TASK STATEMENT:
Every entry below is to be retyped exactly as it stands.

- Opening Delimiter -

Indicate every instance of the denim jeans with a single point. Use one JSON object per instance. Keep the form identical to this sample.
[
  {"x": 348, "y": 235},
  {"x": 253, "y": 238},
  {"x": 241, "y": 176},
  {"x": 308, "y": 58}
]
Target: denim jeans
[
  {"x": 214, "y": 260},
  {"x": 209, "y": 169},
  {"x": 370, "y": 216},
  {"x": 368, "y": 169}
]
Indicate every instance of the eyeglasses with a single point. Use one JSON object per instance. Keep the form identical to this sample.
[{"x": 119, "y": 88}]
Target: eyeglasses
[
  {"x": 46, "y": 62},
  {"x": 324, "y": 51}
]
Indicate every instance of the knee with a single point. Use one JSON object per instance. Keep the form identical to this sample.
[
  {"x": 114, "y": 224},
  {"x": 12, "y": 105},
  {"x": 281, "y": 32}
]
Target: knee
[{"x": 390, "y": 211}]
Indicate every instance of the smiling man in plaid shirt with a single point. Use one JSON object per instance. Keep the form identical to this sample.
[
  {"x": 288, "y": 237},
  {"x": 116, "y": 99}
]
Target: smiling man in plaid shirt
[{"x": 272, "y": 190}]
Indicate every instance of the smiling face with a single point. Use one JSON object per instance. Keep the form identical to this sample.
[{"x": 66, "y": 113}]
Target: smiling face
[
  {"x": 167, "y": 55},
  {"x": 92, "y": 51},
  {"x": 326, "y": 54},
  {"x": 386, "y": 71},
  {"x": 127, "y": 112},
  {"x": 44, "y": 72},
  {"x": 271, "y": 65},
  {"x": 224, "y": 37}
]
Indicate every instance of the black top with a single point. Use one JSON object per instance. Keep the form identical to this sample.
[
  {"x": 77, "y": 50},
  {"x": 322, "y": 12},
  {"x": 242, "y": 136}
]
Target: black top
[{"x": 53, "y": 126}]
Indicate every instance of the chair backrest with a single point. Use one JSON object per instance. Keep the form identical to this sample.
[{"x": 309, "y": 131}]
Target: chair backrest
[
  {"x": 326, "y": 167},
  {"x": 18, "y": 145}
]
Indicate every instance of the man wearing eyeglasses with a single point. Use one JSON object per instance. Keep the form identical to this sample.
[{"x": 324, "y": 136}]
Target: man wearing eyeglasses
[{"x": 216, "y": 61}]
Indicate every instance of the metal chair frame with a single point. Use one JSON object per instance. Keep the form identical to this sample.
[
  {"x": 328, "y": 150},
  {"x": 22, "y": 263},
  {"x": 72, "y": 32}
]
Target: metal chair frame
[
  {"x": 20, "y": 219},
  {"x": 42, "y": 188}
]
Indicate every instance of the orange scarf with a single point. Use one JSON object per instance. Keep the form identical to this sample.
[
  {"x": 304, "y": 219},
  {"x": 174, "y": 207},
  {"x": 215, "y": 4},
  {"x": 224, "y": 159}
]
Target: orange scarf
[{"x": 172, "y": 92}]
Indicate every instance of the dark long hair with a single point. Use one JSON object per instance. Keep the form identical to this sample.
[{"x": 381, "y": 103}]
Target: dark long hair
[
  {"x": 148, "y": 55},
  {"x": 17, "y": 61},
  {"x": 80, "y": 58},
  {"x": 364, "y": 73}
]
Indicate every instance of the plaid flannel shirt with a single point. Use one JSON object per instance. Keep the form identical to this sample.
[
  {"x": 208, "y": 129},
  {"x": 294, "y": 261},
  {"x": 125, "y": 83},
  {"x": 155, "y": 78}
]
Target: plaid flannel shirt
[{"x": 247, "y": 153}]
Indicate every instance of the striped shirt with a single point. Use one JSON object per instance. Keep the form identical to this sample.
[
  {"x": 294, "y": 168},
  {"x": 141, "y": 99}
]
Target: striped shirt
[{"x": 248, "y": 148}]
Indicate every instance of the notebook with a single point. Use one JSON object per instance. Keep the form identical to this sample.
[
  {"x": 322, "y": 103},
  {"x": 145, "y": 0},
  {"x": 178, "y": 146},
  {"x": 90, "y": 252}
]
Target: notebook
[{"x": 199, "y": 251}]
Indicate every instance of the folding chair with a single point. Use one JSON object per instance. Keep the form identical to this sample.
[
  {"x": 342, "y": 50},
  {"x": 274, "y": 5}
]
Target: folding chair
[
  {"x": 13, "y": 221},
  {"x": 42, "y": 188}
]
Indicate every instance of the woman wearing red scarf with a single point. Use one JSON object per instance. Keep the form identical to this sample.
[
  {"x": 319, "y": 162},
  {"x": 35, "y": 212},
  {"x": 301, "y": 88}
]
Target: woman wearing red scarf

- Closing Delimiter -

ANSWER TO THIS PROBLEM:
Indicate every instance of the denim jeans with a single point. Use one JSON object per instance. Keep the form identical to this sample.
[
  {"x": 348, "y": 235},
  {"x": 253, "y": 238},
  {"x": 241, "y": 176},
  {"x": 308, "y": 58}
]
Target: denim jeans
[
  {"x": 214, "y": 260},
  {"x": 209, "y": 169},
  {"x": 370, "y": 216},
  {"x": 368, "y": 169}
]
Indicate every instance of the eyeglasses with a single point. Use one JSON object per instance. Keep the form identical to this sample.
[{"x": 119, "y": 88}]
Target: eyeglasses
[
  {"x": 46, "y": 62},
  {"x": 324, "y": 51}
]
Indicate every instance of the knee with a single point. Use one JSON object per instance. Keep the form identical to this sample.
[
  {"x": 114, "y": 224},
  {"x": 12, "y": 105},
  {"x": 281, "y": 32}
]
Target: knee
[{"x": 390, "y": 211}]
Indicate every instance of the smiling man in plaid shirt with a single point. Use one JSON object per instance. Keep the form identical to this sample.
[
  {"x": 288, "y": 237},
  {"x": 116, "y": 99}
]
Target: smiling man in plaid shirt
[{"x": 272, "y": 190}]
Indicate every instance of the smiling face with a single point. Use one JSON object per instance. Keep the form identical to this sample.
[{"x": 66, "y": 113}]
Target: smiling face
[
  {"x": 167, "y": 55},
  {"x": 92, "y": 51},
  {"x": 326, "y": 54},
  {"x": 386, "y": 71},
  {"x": 127, "y": 112},
  {"x": 44, "y": 72},
  {"x": 271, "y": 65},
  {"x": 224, "y": 37}
]
Indicate every instance of the black top with a single point. Use one JSON object per instance. Keep the form identical to this sample.
[
  {"x": 77, "y": 50},
  {"x": 322, "y": 12},
  {"x": 242, "y": 136}
]
Target: black top
[{"x": 53, "y": 126}]
Indicate every instance of the chair backrest with a single point. Use one JSON object per instance. Keep the form identical to this sample.
[{"x": 309, "y": 131}]
Target: chair backrest
[
  {"x": 326, "y": 167},
  {"x": 18, "y": 145}
]
Indicate every instance of the man wearing eyeglasses with a single point. Use one JSON object per instance. Keep the form identical to this sample.
[{"x": 324, "y": 136}]
Target: man wearing eyeglasses
[{"x": 216, "y": 61}]
Indicate every instance of the metal chair frame with a single point. Use one JSON object per instance. Keep the form identical to this sample.
[
  {"x": 328, "y": 150},
  {"x": 22, "y": 263},
  {"x": 72, "y": 32}
]
Target: metal chair frame
[
  {"x": 20, "y": 219},
  {"x": 42, "y": 188}
]
Indicate every instance of the orange scarf with a single point. Use one JSON object per instance. Keep the form identical to this sample.
[
  {"x": 304, "y": 219},
  {"x": 174, "y": 207},
  {"x": 215, "y": 4},
  {"x": 224, "y": 159}
]
Target: orange scarf
[{"x": 172, "y": 92}]
Indicate every instance of the dark long hair with a single point. Use one JSON object per instance. Keep the form identical to this sample.
[{"x": 381, "y": 103}]
Target: dark long hair
[
  {"x": 148, "y": 55},
  {"x": 17, "y": 61},
  {"x": 80, "y": 58},
  {"x": 364, "y": 73}
]
Indicate every instance of the plaid flannel shirt with a single point. Use one JSON object per instance. Keep the form identical to this sample.
[
  {"x": 208, "y": 129},
  {"x": 294, "y": 261},
  {"x": 125, "y": 83},
  {"x": 155, "y": 78}
]
Target: plaid flannel shirt
[{"x": 247, "y": 153}]
Indicate every instance of the striped shirt with a single point. Use one JSON object per instance. Keep the form identical to this sample.
[
  {"x": 294, "y": 168},
  {"x": 141, "y": 99}
]
Target: striped shirt
[{"x": 248, "y": 148}]
Indicate every instance of the notebook with a single point. Use one JSON object per instance. Keep the form identical to this sample.
[
  {"x": 322, "y": 103},
  {"x": 145, "y": 0},
  {"x": 178, "y": 146},
  {"x": 90, "y": 252}
]
Target: notebook
[{"x": 199, "y": 251}]
Indicate every instance of the folding chair with a single point. Use one JSON object per instance. Keep the form identical to this sample.
[
  {"x": 342, "y": 50},
  {"x": 274, "y": 5}
]
Target: folding chair
[
  {"x": 13, "y": 221},
  {"x": 42, "y": 188}
]
Indicate every instance of the woman wearing red scarf with a single point. Use one JSON object per instance. Keep the form identical to this sample.
[
  {"x": 319, "y": 162},
  {"x": 35, "y": 212},
  {"x": 301, "y": 88}
]
Target: woman wearing red scarf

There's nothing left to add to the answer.